‘If you cannot measure it, it is not worth doing’.


‘If you cannot measure it, it is not worth doing’. The statement in the light of managing change and innovation



1.      INTRODUCTION:

We are in a time of substantial economic, technological and organisational changes with several uncertainties. Latest and ongoing technological reforms have been improving our work environment by increasing our productivity, decreasing the risks of on job accidents or mistakes, and reducing the physical effort required on normal jobs which will allow workers to perform smarter and more effectively; potentially increasing their job satisfaction. These revolutionary change are normal part of life. Change is essential, fascinated, scared and excited but important to plan, measure and evaluate it.

In this modern world, key success factors for change are ‘measuring’ and ‘evaluating’ the change. Measuring change is extremely important. There is a saying, ‘what gets measured gets done’. Unfortunately, we are not very good at measuring actual innovation amongst firms precisely and accurately. We mainly rely on Gross Domestic Product (GDP) growth rate to indicate the expansion of innovation and its impact on our well-being through human development index (HDI). To develop an improved alternative measurement tool for innovation, it requires vital data availability augmented with smart thinking about appropriate ways to conceptualise new statistics. But still important is how managers, leaders and owners measure change in their organisations?

2.      WHY MEASURING A CHANGE?

Pointing dataset records
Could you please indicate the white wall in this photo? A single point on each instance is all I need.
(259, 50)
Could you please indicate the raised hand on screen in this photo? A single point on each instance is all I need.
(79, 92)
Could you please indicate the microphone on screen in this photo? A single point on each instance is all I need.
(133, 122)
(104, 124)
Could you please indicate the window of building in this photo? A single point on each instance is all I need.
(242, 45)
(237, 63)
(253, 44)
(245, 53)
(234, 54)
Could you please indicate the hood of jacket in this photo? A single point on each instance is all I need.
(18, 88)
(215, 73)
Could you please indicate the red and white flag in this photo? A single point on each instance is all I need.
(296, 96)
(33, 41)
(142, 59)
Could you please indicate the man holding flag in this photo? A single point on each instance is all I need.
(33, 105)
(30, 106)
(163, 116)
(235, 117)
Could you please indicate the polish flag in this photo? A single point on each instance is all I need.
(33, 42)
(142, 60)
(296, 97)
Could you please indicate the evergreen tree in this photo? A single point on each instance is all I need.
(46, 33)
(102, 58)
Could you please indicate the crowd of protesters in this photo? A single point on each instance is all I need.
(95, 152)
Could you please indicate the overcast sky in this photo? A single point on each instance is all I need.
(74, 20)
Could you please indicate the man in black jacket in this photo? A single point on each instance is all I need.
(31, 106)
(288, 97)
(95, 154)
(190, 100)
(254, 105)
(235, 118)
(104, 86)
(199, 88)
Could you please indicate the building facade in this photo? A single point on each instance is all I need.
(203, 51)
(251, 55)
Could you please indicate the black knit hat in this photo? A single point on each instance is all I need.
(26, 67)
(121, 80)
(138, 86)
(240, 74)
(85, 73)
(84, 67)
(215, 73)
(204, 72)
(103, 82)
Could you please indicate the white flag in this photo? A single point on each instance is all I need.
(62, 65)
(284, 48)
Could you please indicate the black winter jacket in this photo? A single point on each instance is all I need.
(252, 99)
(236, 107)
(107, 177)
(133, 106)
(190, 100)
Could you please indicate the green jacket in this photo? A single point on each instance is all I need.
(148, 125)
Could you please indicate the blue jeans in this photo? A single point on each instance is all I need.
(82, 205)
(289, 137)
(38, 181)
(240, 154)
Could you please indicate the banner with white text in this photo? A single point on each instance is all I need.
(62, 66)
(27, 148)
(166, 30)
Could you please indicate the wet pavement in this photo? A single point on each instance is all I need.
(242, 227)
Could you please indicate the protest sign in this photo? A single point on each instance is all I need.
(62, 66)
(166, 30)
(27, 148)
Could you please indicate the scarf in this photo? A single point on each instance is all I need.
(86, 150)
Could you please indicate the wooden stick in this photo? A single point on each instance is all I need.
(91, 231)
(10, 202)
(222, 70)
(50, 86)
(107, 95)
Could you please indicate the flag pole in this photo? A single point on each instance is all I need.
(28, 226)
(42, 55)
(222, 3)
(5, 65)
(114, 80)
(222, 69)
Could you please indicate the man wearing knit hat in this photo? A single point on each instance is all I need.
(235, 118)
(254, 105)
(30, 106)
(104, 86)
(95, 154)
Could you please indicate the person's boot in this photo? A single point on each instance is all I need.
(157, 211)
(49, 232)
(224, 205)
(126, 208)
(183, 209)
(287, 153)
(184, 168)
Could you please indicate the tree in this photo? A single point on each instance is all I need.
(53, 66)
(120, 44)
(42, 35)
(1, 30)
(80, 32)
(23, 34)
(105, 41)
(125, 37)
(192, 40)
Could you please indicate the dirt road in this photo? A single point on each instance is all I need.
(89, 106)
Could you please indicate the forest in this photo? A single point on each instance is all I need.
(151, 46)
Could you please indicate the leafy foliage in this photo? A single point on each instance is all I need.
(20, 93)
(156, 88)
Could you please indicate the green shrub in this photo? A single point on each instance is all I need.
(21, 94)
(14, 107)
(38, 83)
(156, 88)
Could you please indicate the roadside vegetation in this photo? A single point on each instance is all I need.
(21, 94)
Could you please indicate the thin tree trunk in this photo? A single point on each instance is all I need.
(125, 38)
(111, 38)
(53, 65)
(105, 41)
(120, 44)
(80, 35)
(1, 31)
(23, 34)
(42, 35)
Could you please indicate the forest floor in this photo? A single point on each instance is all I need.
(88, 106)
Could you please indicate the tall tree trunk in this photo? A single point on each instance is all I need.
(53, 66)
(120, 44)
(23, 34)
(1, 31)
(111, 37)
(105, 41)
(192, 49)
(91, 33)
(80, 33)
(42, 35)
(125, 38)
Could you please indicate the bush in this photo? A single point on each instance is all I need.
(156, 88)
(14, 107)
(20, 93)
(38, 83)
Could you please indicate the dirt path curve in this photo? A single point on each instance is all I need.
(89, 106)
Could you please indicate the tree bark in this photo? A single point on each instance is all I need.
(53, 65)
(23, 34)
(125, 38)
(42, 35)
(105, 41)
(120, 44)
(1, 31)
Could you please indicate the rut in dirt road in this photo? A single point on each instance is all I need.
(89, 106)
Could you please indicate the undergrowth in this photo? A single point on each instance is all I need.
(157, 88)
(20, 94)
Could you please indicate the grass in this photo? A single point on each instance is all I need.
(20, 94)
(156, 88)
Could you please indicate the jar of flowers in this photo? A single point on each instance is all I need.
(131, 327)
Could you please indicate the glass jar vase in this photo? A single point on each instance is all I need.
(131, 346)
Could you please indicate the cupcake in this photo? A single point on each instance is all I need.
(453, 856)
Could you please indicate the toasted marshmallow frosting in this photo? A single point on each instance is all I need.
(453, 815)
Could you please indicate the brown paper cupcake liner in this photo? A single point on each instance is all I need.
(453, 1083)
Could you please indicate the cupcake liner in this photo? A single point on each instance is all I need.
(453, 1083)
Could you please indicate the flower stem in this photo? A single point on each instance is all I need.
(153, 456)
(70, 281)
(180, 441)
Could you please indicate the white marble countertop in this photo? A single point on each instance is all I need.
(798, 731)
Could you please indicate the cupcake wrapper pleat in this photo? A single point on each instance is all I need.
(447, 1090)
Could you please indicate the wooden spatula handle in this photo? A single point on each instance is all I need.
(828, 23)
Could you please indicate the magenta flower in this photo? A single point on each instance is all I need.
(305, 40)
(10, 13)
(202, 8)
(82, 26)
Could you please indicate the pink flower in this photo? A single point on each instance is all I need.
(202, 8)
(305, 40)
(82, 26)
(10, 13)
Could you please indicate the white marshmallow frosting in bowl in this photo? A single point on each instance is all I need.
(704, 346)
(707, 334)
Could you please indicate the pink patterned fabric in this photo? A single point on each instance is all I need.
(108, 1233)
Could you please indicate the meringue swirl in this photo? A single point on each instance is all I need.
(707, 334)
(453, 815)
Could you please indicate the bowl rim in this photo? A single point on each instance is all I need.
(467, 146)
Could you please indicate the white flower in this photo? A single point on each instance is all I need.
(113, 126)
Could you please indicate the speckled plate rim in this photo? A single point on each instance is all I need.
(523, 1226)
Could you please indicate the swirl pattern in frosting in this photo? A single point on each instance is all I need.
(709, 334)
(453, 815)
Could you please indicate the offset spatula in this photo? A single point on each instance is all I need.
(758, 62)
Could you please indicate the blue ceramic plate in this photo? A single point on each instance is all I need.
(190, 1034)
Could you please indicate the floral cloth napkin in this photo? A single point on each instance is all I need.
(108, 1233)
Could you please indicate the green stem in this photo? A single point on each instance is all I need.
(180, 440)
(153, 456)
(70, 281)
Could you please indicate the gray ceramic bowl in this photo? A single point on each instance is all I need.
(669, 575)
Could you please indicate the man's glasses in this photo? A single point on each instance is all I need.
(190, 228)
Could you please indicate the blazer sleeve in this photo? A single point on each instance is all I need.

Do this
From the essay on measuring change, extract the passage that begins at the words "We are in a" and stops after "and evaluate it.". Copy it word for word.

Full output
We are in a time of substantial economic, technological and organisational changes with several uncertainties. Latest and ongoing technological reforms have been improving our work environment by increasing our productivity, decreasing the risks of on job accidents or mistakes, and reducing the physical effort required on normal jobs which will allow workers to perform smarter and more effectively; potentially increasing their job satisfaction. These revolutionary change are normal part of life. Change is essential, fascinated, scared and excited but important to plan, measure and evaluate it.